→ EXERCISE GOAL
Only the lines from the one with "Pin the gray" onward are wanted, through the last line of the entries, set down exactly.

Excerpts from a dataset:

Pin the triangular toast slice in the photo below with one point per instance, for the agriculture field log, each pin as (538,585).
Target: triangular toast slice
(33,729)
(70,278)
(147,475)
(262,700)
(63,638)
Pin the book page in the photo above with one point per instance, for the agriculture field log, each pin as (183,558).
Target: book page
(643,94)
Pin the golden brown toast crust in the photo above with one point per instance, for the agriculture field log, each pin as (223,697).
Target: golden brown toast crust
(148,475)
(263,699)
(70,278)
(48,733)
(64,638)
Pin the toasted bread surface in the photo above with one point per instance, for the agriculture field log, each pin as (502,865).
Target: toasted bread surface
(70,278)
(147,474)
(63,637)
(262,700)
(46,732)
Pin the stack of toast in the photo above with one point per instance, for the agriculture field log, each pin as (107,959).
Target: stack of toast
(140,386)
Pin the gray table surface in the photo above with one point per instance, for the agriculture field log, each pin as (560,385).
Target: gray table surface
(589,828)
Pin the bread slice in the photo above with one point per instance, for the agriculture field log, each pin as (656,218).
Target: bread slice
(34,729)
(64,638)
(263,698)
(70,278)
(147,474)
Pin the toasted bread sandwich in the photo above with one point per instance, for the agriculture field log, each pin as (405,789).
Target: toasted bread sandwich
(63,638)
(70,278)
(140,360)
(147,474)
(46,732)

→ TASK RESPONSE
Pin the gray table surface in the photo above with one point per instance, for the agriculture field log, each pin as (560,385).
Target: gray table surface
(589,828)
Pin the bread slice in the photo above with one point per instance, for the agriculture field log, each pin as (656,218).
Target: bread slice
(34,729)
(64,638)
(263,698)
(70,278)
(147,474)
Pin the toasted bread sandwich in the photo above with one point per instance, for the agriculture field log, each pin as (405,789).
Target: toasted bread sandwich
(63,638)
(70,278)
(140,360)
(147,474)
(46,732)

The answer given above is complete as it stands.